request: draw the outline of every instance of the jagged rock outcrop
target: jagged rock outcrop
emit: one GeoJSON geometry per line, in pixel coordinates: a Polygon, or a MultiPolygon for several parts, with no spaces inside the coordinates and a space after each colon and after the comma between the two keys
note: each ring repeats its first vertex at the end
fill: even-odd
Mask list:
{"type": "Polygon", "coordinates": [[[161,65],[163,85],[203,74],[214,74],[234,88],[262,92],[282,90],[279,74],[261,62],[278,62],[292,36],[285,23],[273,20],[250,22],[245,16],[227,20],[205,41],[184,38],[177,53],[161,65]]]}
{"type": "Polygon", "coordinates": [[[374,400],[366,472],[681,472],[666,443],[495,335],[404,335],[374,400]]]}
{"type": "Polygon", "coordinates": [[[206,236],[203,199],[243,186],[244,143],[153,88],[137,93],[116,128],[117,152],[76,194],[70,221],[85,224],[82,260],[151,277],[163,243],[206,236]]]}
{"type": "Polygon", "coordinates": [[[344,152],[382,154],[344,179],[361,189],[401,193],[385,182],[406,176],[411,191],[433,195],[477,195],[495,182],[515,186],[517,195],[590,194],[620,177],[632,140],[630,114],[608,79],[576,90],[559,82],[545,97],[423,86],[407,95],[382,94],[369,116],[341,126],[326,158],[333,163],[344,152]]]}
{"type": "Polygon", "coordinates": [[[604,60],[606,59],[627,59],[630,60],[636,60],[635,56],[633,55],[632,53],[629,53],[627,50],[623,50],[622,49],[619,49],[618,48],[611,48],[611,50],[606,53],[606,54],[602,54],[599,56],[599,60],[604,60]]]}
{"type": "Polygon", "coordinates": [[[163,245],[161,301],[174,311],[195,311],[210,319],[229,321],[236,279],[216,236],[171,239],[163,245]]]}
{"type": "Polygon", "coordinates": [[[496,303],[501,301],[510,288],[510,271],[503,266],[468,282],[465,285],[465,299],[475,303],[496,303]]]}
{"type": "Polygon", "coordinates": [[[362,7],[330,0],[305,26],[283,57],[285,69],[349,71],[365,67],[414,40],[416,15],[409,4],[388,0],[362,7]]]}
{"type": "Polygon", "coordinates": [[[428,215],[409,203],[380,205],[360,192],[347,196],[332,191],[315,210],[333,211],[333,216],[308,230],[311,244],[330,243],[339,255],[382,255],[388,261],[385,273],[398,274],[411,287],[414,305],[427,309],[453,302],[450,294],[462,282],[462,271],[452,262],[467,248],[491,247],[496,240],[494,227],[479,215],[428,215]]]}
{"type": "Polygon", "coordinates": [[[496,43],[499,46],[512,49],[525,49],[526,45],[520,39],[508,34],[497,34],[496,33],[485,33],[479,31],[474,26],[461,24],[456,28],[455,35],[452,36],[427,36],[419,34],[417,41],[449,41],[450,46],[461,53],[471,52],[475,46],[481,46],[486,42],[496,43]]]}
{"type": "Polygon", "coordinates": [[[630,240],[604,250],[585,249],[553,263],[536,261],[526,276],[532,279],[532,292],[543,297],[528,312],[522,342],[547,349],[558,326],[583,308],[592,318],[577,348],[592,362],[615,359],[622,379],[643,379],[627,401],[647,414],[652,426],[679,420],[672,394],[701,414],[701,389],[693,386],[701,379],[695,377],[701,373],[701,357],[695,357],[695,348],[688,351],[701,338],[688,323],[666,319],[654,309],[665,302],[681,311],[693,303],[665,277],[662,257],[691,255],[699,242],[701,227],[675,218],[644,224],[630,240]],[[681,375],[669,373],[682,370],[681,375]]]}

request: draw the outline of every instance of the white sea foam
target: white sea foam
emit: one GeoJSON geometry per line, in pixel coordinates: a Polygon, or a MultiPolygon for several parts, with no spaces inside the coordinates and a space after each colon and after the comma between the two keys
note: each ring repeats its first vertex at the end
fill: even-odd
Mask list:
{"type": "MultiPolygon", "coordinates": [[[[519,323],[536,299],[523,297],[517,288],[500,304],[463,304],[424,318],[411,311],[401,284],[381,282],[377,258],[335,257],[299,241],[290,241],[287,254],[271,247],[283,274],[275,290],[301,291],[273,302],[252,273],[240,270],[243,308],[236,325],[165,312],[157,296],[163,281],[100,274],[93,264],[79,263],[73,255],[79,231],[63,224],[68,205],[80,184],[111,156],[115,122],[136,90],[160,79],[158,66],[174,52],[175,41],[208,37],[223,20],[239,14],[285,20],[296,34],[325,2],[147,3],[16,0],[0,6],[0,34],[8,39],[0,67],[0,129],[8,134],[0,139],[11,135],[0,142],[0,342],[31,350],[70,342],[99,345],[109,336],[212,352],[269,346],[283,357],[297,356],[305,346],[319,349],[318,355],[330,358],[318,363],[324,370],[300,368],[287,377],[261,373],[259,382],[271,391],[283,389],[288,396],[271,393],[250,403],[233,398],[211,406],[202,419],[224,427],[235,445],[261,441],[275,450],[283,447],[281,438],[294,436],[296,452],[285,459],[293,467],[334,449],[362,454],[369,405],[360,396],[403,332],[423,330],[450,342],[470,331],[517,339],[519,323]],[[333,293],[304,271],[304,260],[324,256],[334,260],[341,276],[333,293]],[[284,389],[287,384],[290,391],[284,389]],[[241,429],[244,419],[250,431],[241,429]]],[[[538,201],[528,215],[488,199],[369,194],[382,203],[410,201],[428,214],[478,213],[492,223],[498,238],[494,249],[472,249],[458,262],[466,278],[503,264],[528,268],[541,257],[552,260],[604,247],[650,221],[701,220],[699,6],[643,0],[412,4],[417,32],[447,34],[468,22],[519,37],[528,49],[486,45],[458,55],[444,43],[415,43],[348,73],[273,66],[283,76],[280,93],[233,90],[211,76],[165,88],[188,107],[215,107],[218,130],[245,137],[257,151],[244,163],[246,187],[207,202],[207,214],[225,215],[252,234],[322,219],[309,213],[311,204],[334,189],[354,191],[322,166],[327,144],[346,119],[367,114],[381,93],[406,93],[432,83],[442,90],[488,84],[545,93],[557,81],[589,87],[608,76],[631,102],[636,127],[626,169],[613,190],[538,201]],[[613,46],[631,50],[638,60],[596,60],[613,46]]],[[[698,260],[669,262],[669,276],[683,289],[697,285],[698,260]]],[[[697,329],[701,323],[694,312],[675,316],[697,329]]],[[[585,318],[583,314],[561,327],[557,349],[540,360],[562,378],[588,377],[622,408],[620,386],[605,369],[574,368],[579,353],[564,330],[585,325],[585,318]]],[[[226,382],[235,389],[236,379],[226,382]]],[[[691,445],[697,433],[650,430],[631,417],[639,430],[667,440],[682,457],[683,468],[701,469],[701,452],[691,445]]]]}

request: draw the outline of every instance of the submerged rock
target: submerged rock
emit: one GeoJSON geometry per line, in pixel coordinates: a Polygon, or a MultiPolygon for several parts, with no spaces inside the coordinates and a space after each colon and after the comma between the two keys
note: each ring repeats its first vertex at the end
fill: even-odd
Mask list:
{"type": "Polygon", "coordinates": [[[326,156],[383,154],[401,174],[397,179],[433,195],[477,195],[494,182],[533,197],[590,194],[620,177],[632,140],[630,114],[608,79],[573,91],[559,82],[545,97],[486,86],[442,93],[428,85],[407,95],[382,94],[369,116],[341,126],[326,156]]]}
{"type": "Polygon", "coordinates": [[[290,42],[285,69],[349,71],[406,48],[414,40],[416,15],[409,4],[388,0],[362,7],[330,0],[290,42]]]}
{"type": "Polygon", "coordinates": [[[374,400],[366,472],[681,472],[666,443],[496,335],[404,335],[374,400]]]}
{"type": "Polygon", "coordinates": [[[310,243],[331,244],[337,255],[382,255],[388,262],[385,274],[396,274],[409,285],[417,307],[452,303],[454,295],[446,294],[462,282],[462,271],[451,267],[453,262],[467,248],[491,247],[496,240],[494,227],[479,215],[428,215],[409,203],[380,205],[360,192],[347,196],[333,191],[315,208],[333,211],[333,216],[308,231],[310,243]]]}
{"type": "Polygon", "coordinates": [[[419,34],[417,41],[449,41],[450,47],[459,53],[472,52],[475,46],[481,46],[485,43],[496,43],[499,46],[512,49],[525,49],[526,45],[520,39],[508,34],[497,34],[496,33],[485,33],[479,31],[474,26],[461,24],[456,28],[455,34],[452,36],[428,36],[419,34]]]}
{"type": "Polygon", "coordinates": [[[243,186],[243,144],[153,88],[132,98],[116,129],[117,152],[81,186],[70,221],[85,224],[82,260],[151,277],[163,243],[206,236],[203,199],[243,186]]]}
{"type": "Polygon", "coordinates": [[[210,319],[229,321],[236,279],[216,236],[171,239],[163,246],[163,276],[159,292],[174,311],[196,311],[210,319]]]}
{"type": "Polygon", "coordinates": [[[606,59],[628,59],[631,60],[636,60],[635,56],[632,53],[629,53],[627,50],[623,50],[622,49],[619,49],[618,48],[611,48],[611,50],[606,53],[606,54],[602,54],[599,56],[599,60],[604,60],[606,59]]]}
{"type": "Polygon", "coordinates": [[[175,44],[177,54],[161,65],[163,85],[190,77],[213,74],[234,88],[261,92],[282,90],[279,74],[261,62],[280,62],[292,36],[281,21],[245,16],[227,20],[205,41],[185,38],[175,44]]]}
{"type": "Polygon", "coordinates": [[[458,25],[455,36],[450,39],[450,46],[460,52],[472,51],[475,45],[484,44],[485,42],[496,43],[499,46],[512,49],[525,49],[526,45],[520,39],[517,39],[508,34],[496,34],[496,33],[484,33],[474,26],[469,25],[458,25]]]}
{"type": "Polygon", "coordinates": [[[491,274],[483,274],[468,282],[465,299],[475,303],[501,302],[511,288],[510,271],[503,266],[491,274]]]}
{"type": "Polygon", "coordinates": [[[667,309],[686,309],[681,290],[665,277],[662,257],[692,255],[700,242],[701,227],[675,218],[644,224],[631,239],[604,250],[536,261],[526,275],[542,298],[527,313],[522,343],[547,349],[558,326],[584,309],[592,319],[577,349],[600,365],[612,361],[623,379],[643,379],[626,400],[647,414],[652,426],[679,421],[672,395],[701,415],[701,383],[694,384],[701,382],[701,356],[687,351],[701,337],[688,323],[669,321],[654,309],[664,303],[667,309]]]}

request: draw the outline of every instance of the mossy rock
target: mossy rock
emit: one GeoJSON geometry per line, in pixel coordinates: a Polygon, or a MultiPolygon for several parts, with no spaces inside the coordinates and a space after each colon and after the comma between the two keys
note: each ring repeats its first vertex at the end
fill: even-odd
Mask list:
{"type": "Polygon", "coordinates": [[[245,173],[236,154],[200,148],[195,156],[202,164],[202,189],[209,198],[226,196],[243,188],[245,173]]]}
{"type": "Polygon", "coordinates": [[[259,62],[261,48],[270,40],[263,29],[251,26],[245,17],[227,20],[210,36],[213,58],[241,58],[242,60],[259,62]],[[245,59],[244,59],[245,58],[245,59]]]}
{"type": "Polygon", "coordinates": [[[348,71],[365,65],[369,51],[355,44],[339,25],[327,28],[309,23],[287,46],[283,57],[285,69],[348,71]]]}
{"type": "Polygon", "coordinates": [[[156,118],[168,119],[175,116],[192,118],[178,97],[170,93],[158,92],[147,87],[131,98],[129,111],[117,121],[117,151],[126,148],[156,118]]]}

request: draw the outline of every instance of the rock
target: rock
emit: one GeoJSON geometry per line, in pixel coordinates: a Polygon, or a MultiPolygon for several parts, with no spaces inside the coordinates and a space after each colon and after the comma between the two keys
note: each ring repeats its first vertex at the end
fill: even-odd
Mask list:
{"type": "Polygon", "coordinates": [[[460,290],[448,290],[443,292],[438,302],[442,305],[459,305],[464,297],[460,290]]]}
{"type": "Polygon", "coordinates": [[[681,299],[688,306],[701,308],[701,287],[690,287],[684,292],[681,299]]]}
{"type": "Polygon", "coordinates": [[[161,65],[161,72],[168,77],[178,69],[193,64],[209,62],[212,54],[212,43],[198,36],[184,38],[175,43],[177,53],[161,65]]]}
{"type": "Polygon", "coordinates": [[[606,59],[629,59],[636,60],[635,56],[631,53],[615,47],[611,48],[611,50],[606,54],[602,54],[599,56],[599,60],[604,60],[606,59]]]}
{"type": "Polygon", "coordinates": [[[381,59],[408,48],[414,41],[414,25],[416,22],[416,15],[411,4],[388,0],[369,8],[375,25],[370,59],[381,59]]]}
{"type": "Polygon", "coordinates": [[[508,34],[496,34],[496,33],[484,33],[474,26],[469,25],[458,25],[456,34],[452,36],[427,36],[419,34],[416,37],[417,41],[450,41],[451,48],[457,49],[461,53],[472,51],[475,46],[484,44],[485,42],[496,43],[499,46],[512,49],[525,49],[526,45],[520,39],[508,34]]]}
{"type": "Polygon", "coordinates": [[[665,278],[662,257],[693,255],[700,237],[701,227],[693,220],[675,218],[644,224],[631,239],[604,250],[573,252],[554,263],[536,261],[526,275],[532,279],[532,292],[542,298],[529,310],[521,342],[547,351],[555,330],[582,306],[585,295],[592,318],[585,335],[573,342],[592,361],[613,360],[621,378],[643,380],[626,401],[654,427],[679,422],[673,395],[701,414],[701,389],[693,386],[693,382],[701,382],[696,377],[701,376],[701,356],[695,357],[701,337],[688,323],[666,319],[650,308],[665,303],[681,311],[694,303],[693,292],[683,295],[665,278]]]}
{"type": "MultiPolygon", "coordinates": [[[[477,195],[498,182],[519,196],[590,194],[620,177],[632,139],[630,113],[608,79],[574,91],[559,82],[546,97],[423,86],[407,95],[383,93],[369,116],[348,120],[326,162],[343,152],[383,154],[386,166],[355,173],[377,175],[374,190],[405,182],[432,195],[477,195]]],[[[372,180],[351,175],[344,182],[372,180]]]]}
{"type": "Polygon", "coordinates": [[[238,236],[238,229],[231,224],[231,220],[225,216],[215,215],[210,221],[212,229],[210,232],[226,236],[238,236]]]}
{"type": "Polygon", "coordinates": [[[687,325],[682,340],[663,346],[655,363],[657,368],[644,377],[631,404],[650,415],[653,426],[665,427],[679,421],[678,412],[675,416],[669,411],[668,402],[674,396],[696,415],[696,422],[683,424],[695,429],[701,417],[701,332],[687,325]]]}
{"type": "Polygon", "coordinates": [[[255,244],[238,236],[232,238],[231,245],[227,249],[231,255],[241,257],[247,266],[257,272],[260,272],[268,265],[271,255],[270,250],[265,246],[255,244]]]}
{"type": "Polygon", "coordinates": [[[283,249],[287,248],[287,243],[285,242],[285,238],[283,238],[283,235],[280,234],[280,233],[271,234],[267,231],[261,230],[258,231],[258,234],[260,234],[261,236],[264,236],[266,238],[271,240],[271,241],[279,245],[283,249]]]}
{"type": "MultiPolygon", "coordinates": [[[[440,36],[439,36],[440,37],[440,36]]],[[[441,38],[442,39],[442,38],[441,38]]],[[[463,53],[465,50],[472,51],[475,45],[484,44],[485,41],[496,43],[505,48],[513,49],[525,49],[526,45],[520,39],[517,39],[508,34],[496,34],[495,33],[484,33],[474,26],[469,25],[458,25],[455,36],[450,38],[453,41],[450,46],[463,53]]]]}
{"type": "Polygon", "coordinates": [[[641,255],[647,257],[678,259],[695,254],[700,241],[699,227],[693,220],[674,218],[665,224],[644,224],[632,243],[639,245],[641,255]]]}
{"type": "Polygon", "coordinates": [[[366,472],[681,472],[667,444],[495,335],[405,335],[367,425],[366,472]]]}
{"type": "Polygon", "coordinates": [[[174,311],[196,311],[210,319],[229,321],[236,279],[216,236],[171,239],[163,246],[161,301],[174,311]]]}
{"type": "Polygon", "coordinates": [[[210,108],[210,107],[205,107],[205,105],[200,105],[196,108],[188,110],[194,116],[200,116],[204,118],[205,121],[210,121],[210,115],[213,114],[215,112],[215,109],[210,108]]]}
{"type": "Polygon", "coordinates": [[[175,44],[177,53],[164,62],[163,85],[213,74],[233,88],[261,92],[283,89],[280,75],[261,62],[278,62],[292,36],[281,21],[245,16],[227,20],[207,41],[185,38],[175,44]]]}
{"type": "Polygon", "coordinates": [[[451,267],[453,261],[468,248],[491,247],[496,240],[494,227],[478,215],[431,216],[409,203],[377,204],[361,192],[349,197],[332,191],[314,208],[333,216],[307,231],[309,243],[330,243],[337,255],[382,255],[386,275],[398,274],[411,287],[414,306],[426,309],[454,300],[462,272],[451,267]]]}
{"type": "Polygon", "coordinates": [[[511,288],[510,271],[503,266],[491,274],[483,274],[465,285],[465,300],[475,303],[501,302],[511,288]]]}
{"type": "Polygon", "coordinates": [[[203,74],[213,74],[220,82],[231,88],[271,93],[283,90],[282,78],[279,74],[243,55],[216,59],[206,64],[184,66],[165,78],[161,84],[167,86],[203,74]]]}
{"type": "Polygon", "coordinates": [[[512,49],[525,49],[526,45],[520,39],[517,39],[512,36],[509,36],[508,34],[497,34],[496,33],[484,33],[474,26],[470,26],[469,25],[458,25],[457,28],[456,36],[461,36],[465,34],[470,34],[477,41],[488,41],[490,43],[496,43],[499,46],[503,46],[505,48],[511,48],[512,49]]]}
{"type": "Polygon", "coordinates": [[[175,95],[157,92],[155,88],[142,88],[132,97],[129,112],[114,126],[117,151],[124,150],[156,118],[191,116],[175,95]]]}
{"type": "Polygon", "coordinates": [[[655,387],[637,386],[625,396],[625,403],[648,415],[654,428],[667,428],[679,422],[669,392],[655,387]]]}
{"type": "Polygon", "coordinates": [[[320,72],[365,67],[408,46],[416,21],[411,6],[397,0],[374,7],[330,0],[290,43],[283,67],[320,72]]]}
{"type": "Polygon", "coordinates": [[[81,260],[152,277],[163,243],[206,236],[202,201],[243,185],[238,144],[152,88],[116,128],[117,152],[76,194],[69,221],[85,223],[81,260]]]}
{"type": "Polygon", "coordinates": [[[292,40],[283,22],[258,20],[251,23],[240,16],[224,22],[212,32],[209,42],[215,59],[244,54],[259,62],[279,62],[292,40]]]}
================
TASK DIRECTIONS => Repeat the items above verbatim, starting with the line containing "request: draw the outline of every instance of the rock" and going on through the line containing "target: rock".

ANSWER TO THE PROBLEM =>
request: draw the outline of every instance of the rock
target: rock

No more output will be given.